◆ EXTRAIT:
Comment surmonter la perte de l’être aimé (e) dans un couple qui s’est construit à travers l’amour de l’enfant de la disparue et le partage d’un travail imaginé ensemble ? La douleur est-elle différente s’il s’agit de l’union de deux femmes et que le fils, prénommé Léon ici, est le fruit d’une rencontre avec un homme, laquelle a eu lieu avant le choix d’une union homosexuelle ? Pour questionner l’émergence de nouvelles formes de parentalité dans leur pays, l’Argentine, deux jeunes cinéastes, Andi Nachon et Papu Currotto, s’associent pour la première fois et nous proposent « Léon », une fiction pleine de charme, toute en nuances, pétrie de tendresse et d’humanité.
Julie maintenant seule avec Léon, l’enfant de son amoureuse
Julie vient de perdre sa compagne, Baarby. Le beau visage anguleux, cheveux courts et bruns, laisse percevoir une détresse rentrée. Des cadres larges et prolongés nous la montrent dans un intérieur aux teintes chaudes, colorées et aux décorations soignées, à l’image du cocon que les jeunes femmes s’étaient aménagé pour y vivre avec Léon, jeune garçon à la tête d’ange et aux boucles noires. Julie tente, par la mécanique des gestes du quotidien, de tenir son chagrin à distance et de poursuivre l’activité du restaurant fondée avec sa partenaire.

◆ DONNÉES FOURNIES:
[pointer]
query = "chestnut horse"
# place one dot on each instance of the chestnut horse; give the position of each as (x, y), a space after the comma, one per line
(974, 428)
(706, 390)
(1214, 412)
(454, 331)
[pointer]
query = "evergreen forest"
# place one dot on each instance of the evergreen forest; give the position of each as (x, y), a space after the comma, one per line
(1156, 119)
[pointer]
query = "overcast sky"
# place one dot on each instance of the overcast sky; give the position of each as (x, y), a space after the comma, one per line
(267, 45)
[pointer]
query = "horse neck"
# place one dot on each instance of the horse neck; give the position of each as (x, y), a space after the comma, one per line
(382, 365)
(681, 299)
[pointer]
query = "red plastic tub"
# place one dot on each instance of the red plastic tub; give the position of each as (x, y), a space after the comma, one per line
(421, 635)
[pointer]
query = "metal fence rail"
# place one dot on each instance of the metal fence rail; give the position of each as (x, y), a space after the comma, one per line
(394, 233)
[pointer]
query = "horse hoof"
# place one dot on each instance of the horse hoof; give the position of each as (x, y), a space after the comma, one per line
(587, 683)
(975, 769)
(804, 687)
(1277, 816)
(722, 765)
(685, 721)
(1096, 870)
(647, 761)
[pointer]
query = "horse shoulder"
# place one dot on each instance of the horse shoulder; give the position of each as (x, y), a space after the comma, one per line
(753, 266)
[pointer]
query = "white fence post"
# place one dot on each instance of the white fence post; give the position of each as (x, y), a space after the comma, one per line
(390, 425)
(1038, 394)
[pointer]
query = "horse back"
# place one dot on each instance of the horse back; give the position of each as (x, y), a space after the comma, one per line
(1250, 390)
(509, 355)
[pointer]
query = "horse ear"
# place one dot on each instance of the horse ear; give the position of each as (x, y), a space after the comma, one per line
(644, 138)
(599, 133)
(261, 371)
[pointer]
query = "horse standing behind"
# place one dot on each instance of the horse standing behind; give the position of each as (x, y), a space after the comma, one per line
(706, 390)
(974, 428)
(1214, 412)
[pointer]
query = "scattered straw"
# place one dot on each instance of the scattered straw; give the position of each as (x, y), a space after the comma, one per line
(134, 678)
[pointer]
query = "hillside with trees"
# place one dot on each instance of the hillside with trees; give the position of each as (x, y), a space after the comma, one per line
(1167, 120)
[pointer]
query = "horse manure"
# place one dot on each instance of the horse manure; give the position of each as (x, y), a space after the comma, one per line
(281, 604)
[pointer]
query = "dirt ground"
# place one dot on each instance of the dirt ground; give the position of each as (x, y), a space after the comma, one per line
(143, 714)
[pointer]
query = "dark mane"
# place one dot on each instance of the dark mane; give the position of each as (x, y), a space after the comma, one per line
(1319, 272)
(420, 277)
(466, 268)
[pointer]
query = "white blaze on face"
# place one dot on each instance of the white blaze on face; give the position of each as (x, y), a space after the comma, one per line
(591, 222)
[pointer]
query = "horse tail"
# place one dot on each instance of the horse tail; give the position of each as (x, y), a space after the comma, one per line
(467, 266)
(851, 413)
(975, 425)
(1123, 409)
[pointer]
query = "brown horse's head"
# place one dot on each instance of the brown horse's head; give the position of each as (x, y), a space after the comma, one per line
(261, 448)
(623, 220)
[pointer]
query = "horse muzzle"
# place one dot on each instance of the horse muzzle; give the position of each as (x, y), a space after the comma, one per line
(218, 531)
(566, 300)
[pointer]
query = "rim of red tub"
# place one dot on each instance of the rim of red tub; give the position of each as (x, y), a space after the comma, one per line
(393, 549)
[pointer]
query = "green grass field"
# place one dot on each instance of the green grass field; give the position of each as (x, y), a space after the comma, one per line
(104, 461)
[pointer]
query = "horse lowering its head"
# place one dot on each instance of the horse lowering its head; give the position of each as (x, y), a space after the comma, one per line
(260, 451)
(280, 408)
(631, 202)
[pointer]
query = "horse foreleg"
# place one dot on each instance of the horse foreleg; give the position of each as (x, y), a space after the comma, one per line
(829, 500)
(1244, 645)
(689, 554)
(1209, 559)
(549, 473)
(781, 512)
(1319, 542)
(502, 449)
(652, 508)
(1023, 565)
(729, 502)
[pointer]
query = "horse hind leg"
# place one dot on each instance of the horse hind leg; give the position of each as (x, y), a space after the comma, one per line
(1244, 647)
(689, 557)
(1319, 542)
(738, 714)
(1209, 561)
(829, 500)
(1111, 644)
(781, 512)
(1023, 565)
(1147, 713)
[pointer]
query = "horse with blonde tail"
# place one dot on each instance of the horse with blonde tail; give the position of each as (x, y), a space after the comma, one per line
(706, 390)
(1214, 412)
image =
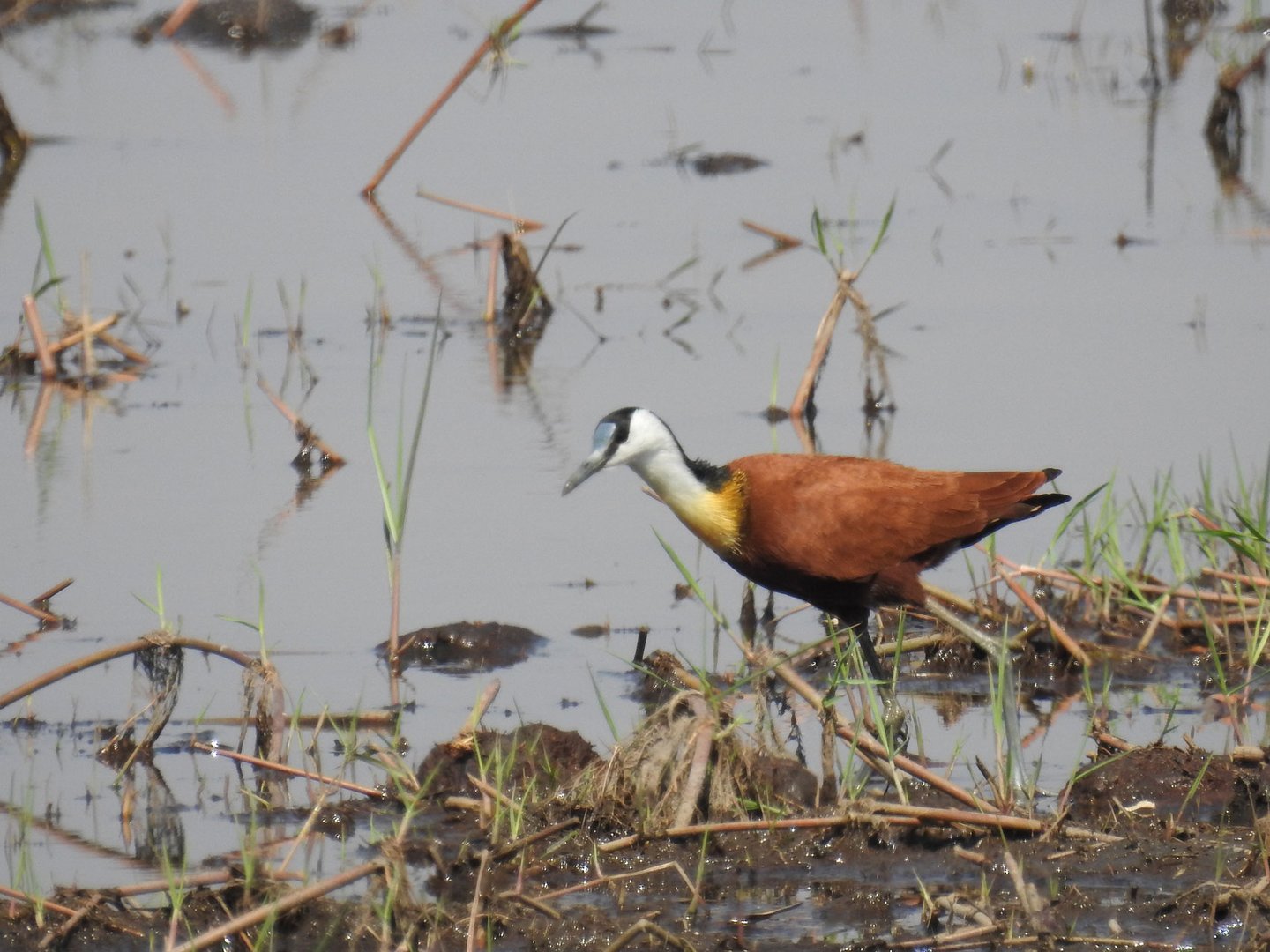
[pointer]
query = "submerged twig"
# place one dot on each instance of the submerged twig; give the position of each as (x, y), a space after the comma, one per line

◆ TRAVAIL DEMANDÉ:
a) Répondez aux questions suivantes d'après l'extrait.
(i) De quel pays sont les deux cinéastes ?
(ii) Quel est le prénom de la compagne que Julie vient de perdre ?
(iii) Quelle activité Julie essaie-t-elle de poursuivre ?
b) D'après l'extrait, pourquoi Andi Nachon et Papu Currotto se sont-ils associés pour réaliser « Léon » ?
c) Reproduisez le passage de l'extrait qui va de « Julie maintenant seule » jusqu'à « avec sa partenaire. ».

◆ RÉPONSES CI-DESSOUS:
a)
(i) L'Argentine.
(ii) Baarby.
(iii) L'activité du restaurant qu'elle a fondé avec sa partenaire.

b) Ils se sont associés pour questionner l'émergence de nouvelles formes de parentalité en Argentine, leur pays.

c)
Julie maintenant seule avec Léon, l’enfant de son amoureuse
Julie vient de perdre sa compagne, Baarby. Le beau visage anguleux, cheveux courts et bruns, laisse percevoir une détresse rentrée. Des cadres larges et prolongés nous la montrent dans un intérieur aux teintes chaudes, colorées et aux décorations soignées, à l’image du cocon que les jeunes femmes s’étaient aménagé pour y vivre avec Léon, jeune garçon à la tête d’ange et aux boucles noires. Julie tente, par la mécanique des gestes du quotidien, de tenir son chagrin à distance et de poursuivre l’activité du restaurant fondée avec sa partenaire.